# THE EXERCISE
Render every line of the material below as a numbered list, leaving out any blank lines.

[Excerpts from a detection dataset]
§

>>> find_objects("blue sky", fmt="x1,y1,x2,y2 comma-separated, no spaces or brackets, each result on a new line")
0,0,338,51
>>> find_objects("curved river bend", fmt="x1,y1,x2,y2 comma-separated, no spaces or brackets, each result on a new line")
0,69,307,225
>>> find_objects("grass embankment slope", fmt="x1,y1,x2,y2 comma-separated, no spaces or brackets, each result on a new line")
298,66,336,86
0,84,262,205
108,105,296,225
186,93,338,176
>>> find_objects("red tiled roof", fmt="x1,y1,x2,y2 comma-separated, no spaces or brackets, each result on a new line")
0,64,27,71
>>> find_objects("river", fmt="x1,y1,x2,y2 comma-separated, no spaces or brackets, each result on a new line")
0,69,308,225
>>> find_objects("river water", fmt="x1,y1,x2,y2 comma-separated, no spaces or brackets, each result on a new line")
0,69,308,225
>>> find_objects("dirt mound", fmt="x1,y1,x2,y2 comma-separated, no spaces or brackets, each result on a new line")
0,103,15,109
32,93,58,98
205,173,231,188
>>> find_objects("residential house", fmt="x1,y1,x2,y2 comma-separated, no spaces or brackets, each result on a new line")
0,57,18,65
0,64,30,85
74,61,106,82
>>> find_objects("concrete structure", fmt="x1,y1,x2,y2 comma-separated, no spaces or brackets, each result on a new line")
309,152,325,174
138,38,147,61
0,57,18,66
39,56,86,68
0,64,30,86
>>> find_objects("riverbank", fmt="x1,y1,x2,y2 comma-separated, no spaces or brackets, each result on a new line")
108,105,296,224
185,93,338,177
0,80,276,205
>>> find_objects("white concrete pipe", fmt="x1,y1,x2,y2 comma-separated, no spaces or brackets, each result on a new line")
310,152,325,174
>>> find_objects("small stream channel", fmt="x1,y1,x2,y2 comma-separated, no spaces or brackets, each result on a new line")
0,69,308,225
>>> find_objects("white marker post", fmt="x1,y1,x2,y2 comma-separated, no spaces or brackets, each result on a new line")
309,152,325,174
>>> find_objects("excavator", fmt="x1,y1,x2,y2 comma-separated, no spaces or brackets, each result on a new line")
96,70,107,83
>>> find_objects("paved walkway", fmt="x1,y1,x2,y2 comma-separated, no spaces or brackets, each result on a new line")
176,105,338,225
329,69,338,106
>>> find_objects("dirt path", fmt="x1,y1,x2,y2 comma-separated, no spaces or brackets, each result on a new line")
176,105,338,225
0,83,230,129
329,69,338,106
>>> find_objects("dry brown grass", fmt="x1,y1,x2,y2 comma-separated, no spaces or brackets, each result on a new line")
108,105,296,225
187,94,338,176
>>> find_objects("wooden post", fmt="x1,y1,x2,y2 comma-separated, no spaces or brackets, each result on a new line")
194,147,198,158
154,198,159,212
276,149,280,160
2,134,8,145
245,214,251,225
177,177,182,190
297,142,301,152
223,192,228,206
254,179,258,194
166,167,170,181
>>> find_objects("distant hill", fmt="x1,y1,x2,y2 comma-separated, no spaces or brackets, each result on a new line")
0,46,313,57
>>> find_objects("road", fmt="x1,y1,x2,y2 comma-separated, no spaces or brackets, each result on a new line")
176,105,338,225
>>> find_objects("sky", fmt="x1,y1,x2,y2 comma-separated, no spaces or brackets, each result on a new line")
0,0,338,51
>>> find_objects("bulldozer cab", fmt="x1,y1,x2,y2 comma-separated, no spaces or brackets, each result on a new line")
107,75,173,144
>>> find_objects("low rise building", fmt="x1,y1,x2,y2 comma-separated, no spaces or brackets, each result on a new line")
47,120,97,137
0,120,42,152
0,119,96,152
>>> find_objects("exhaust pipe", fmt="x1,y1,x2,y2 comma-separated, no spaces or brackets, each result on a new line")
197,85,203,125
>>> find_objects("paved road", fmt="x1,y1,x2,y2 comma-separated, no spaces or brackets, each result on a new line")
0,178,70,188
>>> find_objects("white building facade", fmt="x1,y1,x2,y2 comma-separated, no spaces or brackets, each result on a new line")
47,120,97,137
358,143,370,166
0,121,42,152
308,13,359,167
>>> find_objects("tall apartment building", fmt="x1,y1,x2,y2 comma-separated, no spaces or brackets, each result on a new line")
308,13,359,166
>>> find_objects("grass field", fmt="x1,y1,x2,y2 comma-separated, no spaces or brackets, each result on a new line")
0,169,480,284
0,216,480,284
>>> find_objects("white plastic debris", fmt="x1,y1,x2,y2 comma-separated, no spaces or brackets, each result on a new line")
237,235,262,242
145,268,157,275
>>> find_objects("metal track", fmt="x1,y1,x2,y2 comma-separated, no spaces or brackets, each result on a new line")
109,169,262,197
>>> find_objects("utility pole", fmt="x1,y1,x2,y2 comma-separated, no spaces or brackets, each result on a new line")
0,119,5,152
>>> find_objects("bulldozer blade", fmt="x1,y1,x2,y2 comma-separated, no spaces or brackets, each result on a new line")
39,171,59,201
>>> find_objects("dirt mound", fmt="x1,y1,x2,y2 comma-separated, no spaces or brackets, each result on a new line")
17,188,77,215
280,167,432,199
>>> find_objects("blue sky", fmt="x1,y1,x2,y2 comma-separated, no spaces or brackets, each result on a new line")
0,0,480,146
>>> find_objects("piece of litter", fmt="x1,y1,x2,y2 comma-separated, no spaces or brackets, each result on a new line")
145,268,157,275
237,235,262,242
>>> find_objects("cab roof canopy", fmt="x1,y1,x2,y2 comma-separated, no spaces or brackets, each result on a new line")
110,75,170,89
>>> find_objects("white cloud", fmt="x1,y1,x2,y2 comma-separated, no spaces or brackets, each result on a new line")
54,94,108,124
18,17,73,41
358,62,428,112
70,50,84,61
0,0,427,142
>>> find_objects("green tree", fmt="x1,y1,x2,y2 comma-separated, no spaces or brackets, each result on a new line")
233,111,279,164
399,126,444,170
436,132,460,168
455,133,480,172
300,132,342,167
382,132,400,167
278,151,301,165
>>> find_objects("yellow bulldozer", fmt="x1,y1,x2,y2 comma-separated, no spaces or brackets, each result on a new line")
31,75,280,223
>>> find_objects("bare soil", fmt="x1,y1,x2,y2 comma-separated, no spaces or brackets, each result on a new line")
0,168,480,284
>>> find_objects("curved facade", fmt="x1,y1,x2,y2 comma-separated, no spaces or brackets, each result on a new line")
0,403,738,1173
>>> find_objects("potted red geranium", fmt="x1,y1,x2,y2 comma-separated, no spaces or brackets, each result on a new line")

§

# ANSWER TO THIS EXERCISE
1. >>> find_objects("blue sky", fmt="x1,y1,x2,y2 comma-separated, no spaces or brackets, each result on a new line")
2. 0,0,338,51
3. >>> find_objects("curved river bend", fmt="x1,y1,x2,y2 comma-separated, no spaces or brackets, each result on a new line")
4. 0,69,307,225
5. >>> find_objects("grass embankment slope", fmt="x1,y1,x2,y2 comma-separated, no spaces or brackets, each result on a new line")
6. 298,66,336,86
7. 0,84,262,205
8. 108,105,296,225
9. 186,93,338,176
10. >>> find_objects("red tiled roof", fmt="x1,y1,x2,y2 comma-separated, no spaces or brackets, each result on a new line")
11. 0,64,27,71
12. >>> find_objects("river", fmt="x1,y1,x2,y2 comma-separated, no spaces or brackets, each result on a new line")
13. 0,69,308,225
14. >>> find_objects("river water", fmt="x1,y1,x2,y2 comma-separated, no spaces or brackets, each result on a new line")
15. 0,69,308,225
16. >>> find_objects("dirt mound", fmt="x1,y1,x2,y2 comma-separated, no spaces or brackets, each result on a new line")
17. 0,103,15,109
18. 32,93,58,98
19. 205,173,231,188
20. >>> find_objects("residential house", fmt="x1,y1,x2,y2 comma-separated, no spaces or brackets, each result on a new line")
21. 0,57,18,65
22. 0,64,30,85
23. 74,61,106,82
24. >>> find_objects("concrete structure", fmt="x1,y1,x2,y2 comma-separated, no spaces or brackets, each result on a new line")
25. 309,152,325,174
26. 138,38,147,61
27. 0,57,18,66
28. 39,56,86,68
29. 0,64,30,86
30. >>> find_objects("riverbank", fmt="x1,y1,x2,y2 comma-separated, no spaces or brackets, each result on a new line")
31. 108,105,296,224
32. 185,93,338,177
33. 0,80,276,205
34. >>> find_objects("white concrete pipe", fmt="x1,y1,x2,y2 comma-separated, no spaces or brackets, each result on a new line")
35. 310,152,325,174
36. >>> find_objects("small stream channel", fmt="x1,y1,x2,y2 comma-separated, no spaces or brackets, each result on a new line")
37. 0,69,308,225
38. >>> find_objects("white marker post", fmt="x1,y1,x2,y2 comma-separated, no spaces or brackets, each result on a new line")
39. 309,152,325,174
40. >>> find_objects("excavator", fmt="x1,y1,x2,y2 comma-separated, no spaces or brackets, each result on a new line")
41. 96,70,107,83
42. >>> find_objects("paved walkway", fmt="x1,y1,x2,y2 comma-separated, no spaces or brackets, each result on a new line")
43. 176,105,338,225
44. 329,69,338,106
45. >>> find_objects("dirt path", fmt="x1,y1,x2,y2 comma-separated, no spaces or brackets, each result on a new line")
46. 176,105,338,225
47. 0,83,230,129
48. 329,69,338,106
49. >>> find_objects("dry brown grass", fmt="x1,y1,x2,y2 comma-separated, no spaces or brackets, each result on a new line")
50. 108,105,296,225
51. 187,94,338,176
52. >>> find_objects("wooden post", fmt="x1,y1,x2,y2 comma-separated, no spaces or brackets, each result on a new line")
53. 194,147,198,158
54. 154,198,159,212
55. 276,149,280,160
56. 2,134,8,145
57. 245,214,251,225
58. 177,177,182,190
59. 297,142,301,152
60. 223,192,228,206
61. 254,179,258,194
62. 166,167,170,181
63. >>> find_objects("distant hill", fmt="x1,y1,x2,y2 comma-separated, no spaces or brackets, each result on a new line")
64. 0,46,313,57
65. >>> find_objects("road", fmt="x1,y1,x2,y2 comma-separated, no spaces or brackets, each result on a new line")
66. 176,105,338,225
67. >>> find_objects("sky", fmt="x1,y1,x2,y2 comma-separated, no spaces or brackets, each result on a new line")
68. 0,0,338,51
69. >>> find_objects("bulldozer cab", fmt="x1,y1,x2,y2 comma-separated, no spaces or brackets, each result on a new line")
70. 107,75,173,144
71. >>> find_objects("low rise building", fmt="x1,y1,x2,y2 comma-separated, no spaces or brackets, each result on a new line")
72. 47,120,97,137
73. 0,120,42,152
74. 0,119,96,152
75. >>> find_objects("exhaust pipe", fmt="x1,y1,x2,y2 comma-separated, no spaces or brackets, each result on a new line")
76. 197,85,203,125
77. >>> find_objects("paved road", fmt="x1,y1,x2,y2 comma-separated, no spaces or brackets, each result on a new line")
78. 0,178,70,188
79. >>> find_objects("white building facade", fmt="x1,y1,x2,y2 comma-separated, no spaces or brackets, each result on a new line")
80. 47,120,97,137
81. 358,143,370,166
82. 0,121,42,152
83. 308,13,359,167
84. >>> find_objects("tall apartment building", fmt="x1,y1,x2,y2 comma-separated, no spaces or brackets, each result on a new line")
85. 308,13,359,166
86. >>> find_objects("grass field", fmt="x1,y1,x2,y2 comma-separated, no spaces or brackets, each result on a new line")
87. 0,169,480,284
88. 0,216,480,284
89. >>> find_objects("white plastic debris", fmt="x1,y1,x2,y2 comma-separated, no spaces or brackets, each result on a new line")
90. 237,235,262,242
91. 145,268,157,275
92. >>> find_objects("metal track", fmt="x1,y1,x2,y2 comma-separated, no spaces or brackets, each result on a new line")
93. 109,169,262,197
94. >>> find_objects("utility pole", fmt="x1,y1,x2,y2 comma-separated, no spaces or brackets, each result on a new line")
95. 0,119,5,152
96. >>> find_objects("bulldozer blade", fmt="x1,y1,x2,y2 comma-separated, no spaces or brackets, each result on a new line")
97. 39,171,59,201
98. >>> find_objects("dirt mound", fmt="x1,y1,x2,y2 comma-separated, no spaces or brackets, each result on a new line")
99. 17,188,77,215
100. 280,167,432,199
101. >>> find_objects("blue sky", fmt="x1,y1,x2,y2 comma-separated, no spaces or brackets, each result on a new line")
102. 0,0,480,146
103. >>> find_objects("piece of litter", fmt="x1,y1,x2,y2 comma-separated, no spaces or brackets, each result on a new line")
104. 145,268,157,275
105. 237,235,262,242
106. >>> find_objects("cab roof canopy", fmt="x1,y1,x2,y2 comma-separated, no spaces or brackets, each result on a new line")
107. 110,75,170,89
108. >>> find_objects("white cloud", fmt="x1,y1,x2,y2 comma-separated, no spaces or brackets, each result on a new line")
109. 54,94,108,124
110. 18,17,73,41
111. 358,62,428,112
112. 70,50,84,61
113. 0,0,427,142
114. >>> find_objects("green tree", fmt="x1,y1,x2,y2 comma-separated, no spaces or brackets, each result on a new line")
115. 233,111,279,164
116. 399,126,444,170
117. 436,132,460,168
118. 455,133,480,172
119. 300,132,342,167
120. 382,132,400,167
121. 278,151,301,165
122. >>> find_objects("yellow bulldozer", fmt="x1,y1,x2,y2 comma-separated, no spaces or brackets, each result on a new line")
123. 31,75,280,223
124. >>> find_objects("bare soil", fmt="x1,y1,x2,y2 comma-separated, no spaces or brackets, each result on a new line")
125. 0,168,480,284
126. >>> find_objects("curved facade", fmt="x1,y1,x2,y2 comma-separated, no spaces or brackets, each result on a new line")
127. 0,403,738,1173
128. >>> find_objects("potted red geranium", fmt="x1,y1,x2,y2 comma-separated, no spaces or brackets, each result on a new line")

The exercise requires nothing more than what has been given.